## start GIVEN TEXT

Gratitude Beyond the Thanksgiving Table

Why Gratitude Matters Every Day and Ways to Encourage It

When we were kids, we were taught to say, “please and thank you,” if we wanted something. We were also taught to “be thankful,” around the Thanksgiving table. But there is so much more to the practice of gratitude.

Research shows that practicing gratitude has a multitude of positive effects. From feeling less stress to better physical health and a happier mindset, its effects are far-reaching. Students have even been shown to be more alert, compassionate, and positive when they are practicing gratitude.

Write It Down

We’ve all heard of expressing gratitude through keeping a gratitude journal. This can be a simple exercise every morning where students choose one or two things that they are grateful for. After they have run through their family members, friends, and pets, it becomes trickier. Encourage them to look for beauty in every-day life that they can feel thankful for. The crunch of fall leaves under a boot, a warm jacket, and a parent cooking dinner when they arrive home are just a few examples.


Keep a grateful jar in the classroom. Encourage students to write thoughtful notes about reasons they are grateful to fellow classmates. Go through them at the end of the week to share out loud. Once they get the hang of it, they can express gratitude face-to-face and feel comfortable doing so.

Write Letters

Write a group gratitude letter to someone in your school, community, or even a public figure. Help the students be specific about their reasons of gratitude. The librarian, the school receptionist, the janitors, and cafeteria workers would surely all appreciate such a thoughtful gesture.

## end GIVEN TEXT

STATED EXERCISE:
Duplicate the whole gratitude article word for word.

## start ENTRIES PROVIDED

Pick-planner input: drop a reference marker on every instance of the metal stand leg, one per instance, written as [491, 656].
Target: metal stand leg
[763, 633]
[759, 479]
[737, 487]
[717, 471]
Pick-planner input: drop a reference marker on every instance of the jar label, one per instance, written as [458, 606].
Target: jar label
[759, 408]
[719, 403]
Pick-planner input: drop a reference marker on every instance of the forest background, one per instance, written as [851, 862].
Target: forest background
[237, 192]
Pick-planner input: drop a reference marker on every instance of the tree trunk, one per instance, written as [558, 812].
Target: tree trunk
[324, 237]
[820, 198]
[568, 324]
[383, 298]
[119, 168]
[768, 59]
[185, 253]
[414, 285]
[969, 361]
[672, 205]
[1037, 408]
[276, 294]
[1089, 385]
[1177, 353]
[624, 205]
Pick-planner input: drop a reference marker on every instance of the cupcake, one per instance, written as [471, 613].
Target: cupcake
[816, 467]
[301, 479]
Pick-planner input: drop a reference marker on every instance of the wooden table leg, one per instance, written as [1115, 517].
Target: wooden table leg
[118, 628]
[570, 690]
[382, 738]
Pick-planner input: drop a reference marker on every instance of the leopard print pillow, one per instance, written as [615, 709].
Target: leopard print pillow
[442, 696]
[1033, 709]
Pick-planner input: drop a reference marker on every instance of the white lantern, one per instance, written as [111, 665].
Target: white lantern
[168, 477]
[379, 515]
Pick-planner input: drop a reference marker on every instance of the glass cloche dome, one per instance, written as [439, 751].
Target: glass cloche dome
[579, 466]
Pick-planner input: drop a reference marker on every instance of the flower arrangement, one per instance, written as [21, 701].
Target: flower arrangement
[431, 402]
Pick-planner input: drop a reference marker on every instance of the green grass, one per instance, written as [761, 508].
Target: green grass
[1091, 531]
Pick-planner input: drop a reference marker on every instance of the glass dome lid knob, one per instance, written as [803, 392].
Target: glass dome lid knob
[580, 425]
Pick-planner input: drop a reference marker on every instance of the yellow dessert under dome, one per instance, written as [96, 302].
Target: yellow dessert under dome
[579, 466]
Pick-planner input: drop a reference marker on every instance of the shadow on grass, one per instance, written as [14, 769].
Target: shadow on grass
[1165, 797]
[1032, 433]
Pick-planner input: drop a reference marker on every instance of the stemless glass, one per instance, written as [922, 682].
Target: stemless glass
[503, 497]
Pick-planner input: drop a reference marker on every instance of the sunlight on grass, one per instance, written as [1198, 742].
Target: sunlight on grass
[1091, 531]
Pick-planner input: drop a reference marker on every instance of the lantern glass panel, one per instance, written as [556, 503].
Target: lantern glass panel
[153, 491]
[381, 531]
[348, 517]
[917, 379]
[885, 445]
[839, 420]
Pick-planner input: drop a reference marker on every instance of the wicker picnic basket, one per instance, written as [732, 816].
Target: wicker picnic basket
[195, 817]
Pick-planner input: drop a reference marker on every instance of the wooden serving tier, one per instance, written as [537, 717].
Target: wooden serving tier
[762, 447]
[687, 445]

## end ENTRIES PROVIDED

COMPLETED EXERCISE:
Gratitude Beyond the Thanksgiving Table

Why Gratitude Matters Every Day and Ways to Encourage It

When we were kids, we were taught to say, “please and thank you,” if we wanted something. We were also taught to “be thankful,” around the Thanksgiving table. But there is so much more to the practice of gratitude.

Research shows that practicing gratitude has a multitude of positive effects. From feeling less stress to better physical health and a happier mindset, its effects are far-reaching. Students have even been shown to be more alert, compassionate, and positive when they are practicing gratitude.

Write It Down

We’ve all heard of expressing gratitude through keeping a gratitude journal. This can be a simple exercise every morning where students choose one or two things that they are grateful for. After they have run through their family members, friends, and pets, it becomes trickier. Encourage them to look for beauty in every-day life that they can feel thankful for. The crunch of fall leaves under a boot, a warm jacket, and a parent cooking dinner when they arrive home are just a few examples.


Keep a grateful jar in the classroom. Encourage students to write thoughtful notes about reasons they are grateful to fellow classmates. Go through them at the end of the week to share out loud. Once they get the hang of it, they can express gratitude face-to-face and feel comfortable doing so.

Write Letters

Write a group gratitude letter to someone in your school, community, or even a public figure. Help the students be specific about their reasons of gratitude. The librarian, the school receptionist, the janitors, and cafeteria workers would surely all appreciate such a thoughtful gesture.